[Reading text — start]
Feb 06 2012

Newsday: Museum’s 1937 Chrysler sold for $275,000


Newsday reporter Paul Iarrocco reports on the selling of a "one-of-a-kind 1937 Imperial Town Car":

Museum's 1937 Chrysler sold for $275,000

Originally published: February 6, 2012 9:39 PM
Updated: February 6, 2012 10:12 PM
By PAUL LAROCCO  [email protected]

Howard Kroplick was at the Suffolk County Vanderbilt Museum garage, borrowing a 1909 Reo roadster, when the 1937 Chrysler stopped him cold.

The 19-foot-long Imperial Town Car, hand-built and monogrammed for Walter P. Chrysler's daughter Bernice Chrysler Garbisch, was gathering dust -- the museum unable to afford its restoration.

"Out of the corner of my eye I see this black, strange-looking car and thought 'What is that?' " Kroplick, an East Hills automotive historian and collector, recalled Monday . "I'd never seen anything like it."


More than a year later, Kroplick, 62, is poised to become the one-of-a-kind vehicle's new owner. Museum trustees recently authorized its $275,000 sale, and the county legislature is expected to do the same by early March. Kroplick's bid was chosen in January, and proceeds will go to an endowment for museum archives and exhibits.

"When selling an asset, it's important to use those funds for the same purpose," said Vanderbilt's interim executive director, Lance Reinheimer. "This will allow us to care for our collection." The U.S. Merchant Marine Academy at Kings Point was founded in 1943 on the former Chrysler estate.
[Reading text — finish]
[Entries provided — start]
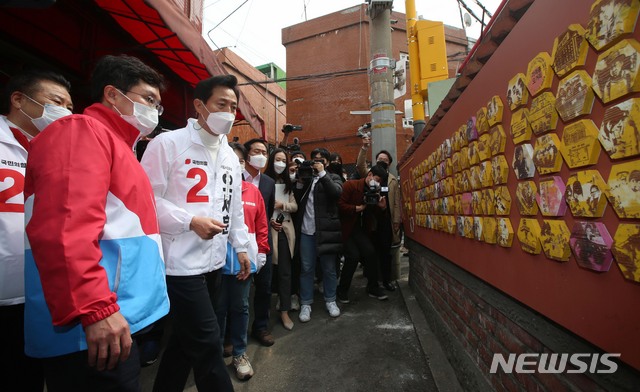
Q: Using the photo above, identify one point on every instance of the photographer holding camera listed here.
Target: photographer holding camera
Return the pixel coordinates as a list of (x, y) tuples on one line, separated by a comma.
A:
[(361, 205), (318, 223)]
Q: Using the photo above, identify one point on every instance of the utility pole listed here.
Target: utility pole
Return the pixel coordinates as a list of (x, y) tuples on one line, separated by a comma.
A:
[(381, 69)]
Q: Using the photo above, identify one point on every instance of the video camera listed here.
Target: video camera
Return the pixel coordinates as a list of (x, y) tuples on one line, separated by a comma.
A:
[(363, 131), (371, 194), (288, 128)]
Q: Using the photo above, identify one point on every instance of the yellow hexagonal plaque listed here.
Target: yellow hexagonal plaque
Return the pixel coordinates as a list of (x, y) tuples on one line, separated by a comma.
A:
[(482, 124), (522, 162), (616, 73), (526, 198), (488, 205), (551, 197), (620, 129), (484, 147), (543, 116), (505, 232), (575, 96), (546, 154), (497, 140), (499, 169), (624, 189), (486, 174), (520, 128), (626, 250), (569, 50), (539, 74), (517, 93), (490, 229), (584, 194), (580, 146), (494, 111), (529, 235), (609, 20), (554, 238), (502, 200)]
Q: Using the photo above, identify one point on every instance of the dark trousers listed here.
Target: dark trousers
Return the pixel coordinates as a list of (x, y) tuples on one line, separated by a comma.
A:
[(358, 248), (15, 367), (72, 372), (194, 342), (262, 297), (284, 271)]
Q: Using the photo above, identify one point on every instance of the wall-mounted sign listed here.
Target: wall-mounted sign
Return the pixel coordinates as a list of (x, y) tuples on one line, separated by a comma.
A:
[(591, 244), (580, 146), (554, 238), (616, 73), (569, 50), (539, 74), (620, 129), (609, 20), (624, 189)]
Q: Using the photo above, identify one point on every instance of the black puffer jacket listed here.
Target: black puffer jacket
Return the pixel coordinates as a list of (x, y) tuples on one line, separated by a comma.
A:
[(325, 199)]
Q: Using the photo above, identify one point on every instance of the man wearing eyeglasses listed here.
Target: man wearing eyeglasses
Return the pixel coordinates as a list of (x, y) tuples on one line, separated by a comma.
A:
[(94, 273), (35, 99)]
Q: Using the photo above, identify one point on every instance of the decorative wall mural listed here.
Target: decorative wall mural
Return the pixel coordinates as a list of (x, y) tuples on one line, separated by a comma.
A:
[(546, 154), (591, 245), (584, 194), (529, 235), (484, 148), (616, 73), (481, 121), (543, 116), (522, 162), (539, 74), (626, 250), (619, 133), (490, 229), (624, 189), (554, 238), (526, 198), (505, 232), (502, 200), (575, 96), (551, 197), (499, 169), (520, 128), (494, 111), (580, 146), (517, 93), (569, 50), (610, 20), (497, 140)]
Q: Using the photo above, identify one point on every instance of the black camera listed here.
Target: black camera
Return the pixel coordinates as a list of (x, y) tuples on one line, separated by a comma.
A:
[(371, 195), (288, 128), (363, 131)]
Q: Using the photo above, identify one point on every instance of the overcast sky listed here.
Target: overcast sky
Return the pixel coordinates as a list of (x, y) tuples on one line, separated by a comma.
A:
[(252, 28)]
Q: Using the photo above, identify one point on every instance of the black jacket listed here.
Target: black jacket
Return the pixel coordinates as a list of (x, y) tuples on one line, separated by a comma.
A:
[(325, 199)]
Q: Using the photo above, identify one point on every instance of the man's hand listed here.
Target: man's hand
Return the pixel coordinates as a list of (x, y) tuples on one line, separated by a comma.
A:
[(205, 227), (109, 342), (245, 266)]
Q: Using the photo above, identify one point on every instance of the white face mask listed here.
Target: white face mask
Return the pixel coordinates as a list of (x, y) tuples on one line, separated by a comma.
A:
[(144, 118), (220, 123), (50, 113), (279, 166), (258, 161)]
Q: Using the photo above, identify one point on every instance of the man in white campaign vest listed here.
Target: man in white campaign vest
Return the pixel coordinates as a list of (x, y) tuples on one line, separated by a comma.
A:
[(35, 99), (197, 183)]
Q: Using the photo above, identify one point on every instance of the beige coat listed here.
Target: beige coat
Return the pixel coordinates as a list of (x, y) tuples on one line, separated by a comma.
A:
[(287, 227), (394, 194)]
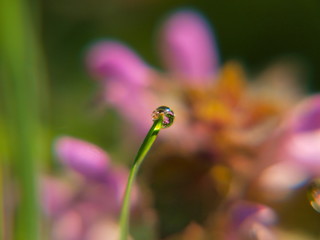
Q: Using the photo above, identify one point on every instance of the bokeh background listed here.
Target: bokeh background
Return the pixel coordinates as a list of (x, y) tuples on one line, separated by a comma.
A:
[(255, 33), (63, 98)]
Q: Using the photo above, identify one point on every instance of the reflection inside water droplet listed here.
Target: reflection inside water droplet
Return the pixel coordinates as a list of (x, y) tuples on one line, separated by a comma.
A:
[(314, 194), (166, 113)]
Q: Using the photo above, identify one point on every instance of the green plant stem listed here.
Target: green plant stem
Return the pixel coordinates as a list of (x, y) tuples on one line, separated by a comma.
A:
[(144, 149), (19, 62)]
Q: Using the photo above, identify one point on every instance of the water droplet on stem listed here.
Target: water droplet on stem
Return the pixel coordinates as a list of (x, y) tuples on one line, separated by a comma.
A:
[(166, 113)]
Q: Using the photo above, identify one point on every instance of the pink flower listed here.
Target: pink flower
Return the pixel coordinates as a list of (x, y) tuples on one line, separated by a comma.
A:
[(250, 220), (135, 90), (96, 194), (82, 156), (188, 47)]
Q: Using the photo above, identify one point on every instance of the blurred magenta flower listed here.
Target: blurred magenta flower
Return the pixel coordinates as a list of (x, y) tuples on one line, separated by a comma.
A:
[(82, 156), (76, 203), (128, 84), (188, 48), (250, 221), (234, 140), (298, 155)]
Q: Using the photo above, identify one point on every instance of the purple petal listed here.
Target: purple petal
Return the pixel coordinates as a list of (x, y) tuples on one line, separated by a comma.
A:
[(304, 148), (82, 156), (307, 116), (55, 195), (134, 103), (250, 221), (188, 47), (113, 60), (242, 211)]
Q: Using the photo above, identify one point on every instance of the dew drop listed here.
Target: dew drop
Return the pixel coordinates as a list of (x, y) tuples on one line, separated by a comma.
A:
[(167, 113), (314, 194)]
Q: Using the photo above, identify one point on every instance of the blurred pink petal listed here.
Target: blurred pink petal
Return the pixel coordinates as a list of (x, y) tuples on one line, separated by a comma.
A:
[(55, 195), (110, 60), (117, 179), (105, 197), (304, 148), (243, 210), (135, 104), (278, 181), (306, 116), (188, 47), (82, 156), (251, 221)]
[Entries provided — finish]
__Study questions__
• a. Answer these questions using the article about the 1937 Chrysler sale:
(i) For whom was the Imperial Town Car hand-built and monogrammed?
(ii) What vehicle was Howard Kroplick borrowing from the museum garage when he noticed the car?
(iii) Where will the proceeds from the sale go?
• b. Turn the paragraph in the article about the 1937 Chrysler sale that begins "More than a year later" into a short bulleted list that keeps its main facts.

__Results by task__
• a.
(i) Walter P. Chrysler's daughter, Bernice Chrysler Garbisch.
(ii) A 1909 Reo roadster.
(iii) To an endowment for museum archives and exhibits.

• b.
- Kroplick, 62, is set to become the vehicle's new owner more than a year later.
- Museum trustees recently authorized the $275,000 sale.
- The county legislature is expected to authorize it by early March.
- Kroplick's bid was chosen in January.
- Proceeds will go to an endowment for museum archives and exhibits.